Firangi Rai vs Emperor on 7 December, 1931

Equivalent citations: 143IND. CAS.687, AIR 1933 PATNA 189

ORDER
 

 Mohammad Noor, J.
 

1. The petitioner Firangi Rai has been ordered under Section 110-118, Criminal Procedure Code, by the Sub-Divisional Magistrate of Gopalganj to execute a bond of Rs. 5,000 and furnish two sureties of the like amount for his good behaviour for a period of three years. On his failure to furnish the sureties he was remanded to custody arid the proceedings were submitted to the Sessions Judge of Saran who confirmed, the order. The petitioner has come up to this Court for revision. In the proceeding drawn up the charge against the petitioner was that he habitually protected and harboured thieves and was so desperate and dangerous that his being at large without surety would be hazardous to the community. This charge came under Clauses (c) and (f), Section 110, Criminal Procedure Code. The trying Magistrate found both the accusations proved, but the learned Sessions Judge has held that the petitioner came only under Clauses (f) as the facts proved do not constitute habitual protection or harbouring of thieves. It is contended by Mr. Manuk that apart from wrong inference drawn by the courts below the facts alleged were not sufficient to prove that the petitioner was desperate and dangerous as is contemplated in Section 110(f), Criminal Procedure Code. On the other hand, Mr. Gopal Prasad for the Crown contends that the learned Sessions Judge has erred in holding that the petitioner did not come under Clause (c) as well. In order to appreciate the points raised it is necessary to analyse the evidence somewhat in detail. I wish, to do so not to test the merits of the evidence but to find of it is admissible, and warrants the findings, above the petitioner coming within Clauses (c) and (f), Section 110, Criminal procedure Code, or within either of them.
********************
● PROBLEM REQUIREMENTS:
Please list every person the court order identifies by a personal name. Answer from the court order alone.
********************
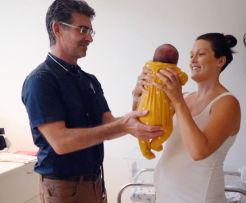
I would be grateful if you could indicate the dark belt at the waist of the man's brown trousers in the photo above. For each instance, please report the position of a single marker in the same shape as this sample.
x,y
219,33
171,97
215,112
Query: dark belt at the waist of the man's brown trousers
x,y
85,177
********************
● EXERCISE RESULT:
Firangi Rai, Mohammad Noor, Mr. Manuk, Mr. Gopal Prasad